* Start Task material *
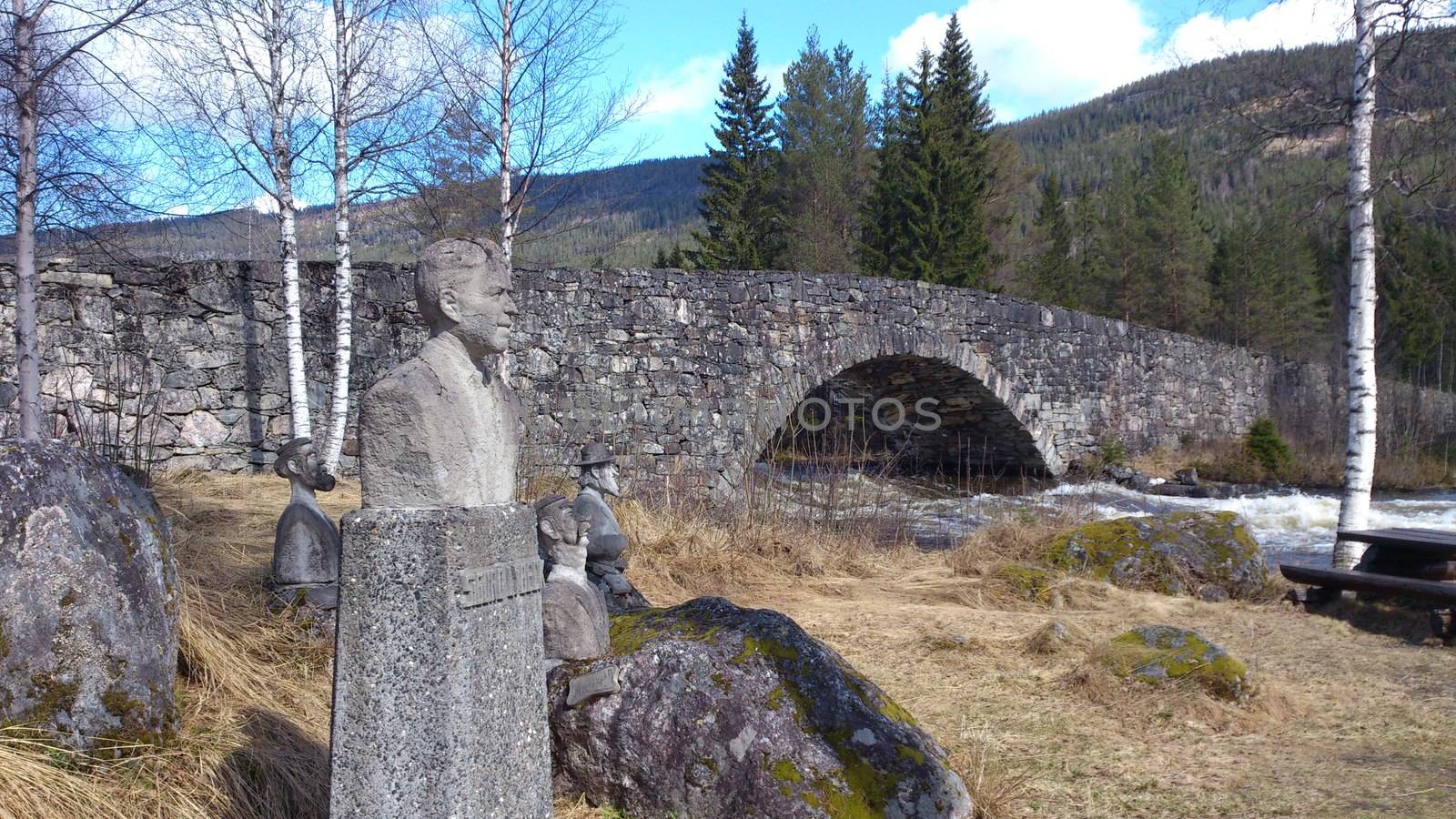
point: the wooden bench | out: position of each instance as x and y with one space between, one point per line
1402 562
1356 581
* End Task material *
* Start Task material *
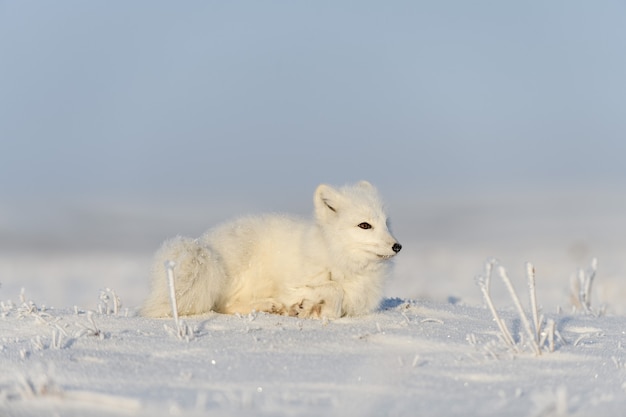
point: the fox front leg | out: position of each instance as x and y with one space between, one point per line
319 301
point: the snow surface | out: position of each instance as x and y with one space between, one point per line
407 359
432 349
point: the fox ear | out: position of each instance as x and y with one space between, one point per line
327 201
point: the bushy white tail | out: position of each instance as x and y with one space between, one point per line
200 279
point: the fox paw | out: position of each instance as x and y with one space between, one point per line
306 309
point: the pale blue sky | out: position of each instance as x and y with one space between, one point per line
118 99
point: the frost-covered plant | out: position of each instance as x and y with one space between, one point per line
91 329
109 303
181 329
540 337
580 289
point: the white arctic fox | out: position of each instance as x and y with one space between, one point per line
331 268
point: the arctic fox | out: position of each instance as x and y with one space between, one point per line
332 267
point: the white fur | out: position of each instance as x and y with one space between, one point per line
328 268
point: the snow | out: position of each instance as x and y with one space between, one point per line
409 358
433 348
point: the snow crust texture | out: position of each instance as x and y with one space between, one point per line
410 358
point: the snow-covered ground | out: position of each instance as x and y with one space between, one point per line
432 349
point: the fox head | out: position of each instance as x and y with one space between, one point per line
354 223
* End Task material *
Instructions for the task =>
Please collect every line in the rows above that contains the string "arctic". Case counts.

Result of this task =>
point: the white arctic fox | out: position of each instance as x and y with one space between, one point per line
point: the arctic fox | out: position of each instance as x and y with one space between, one point per line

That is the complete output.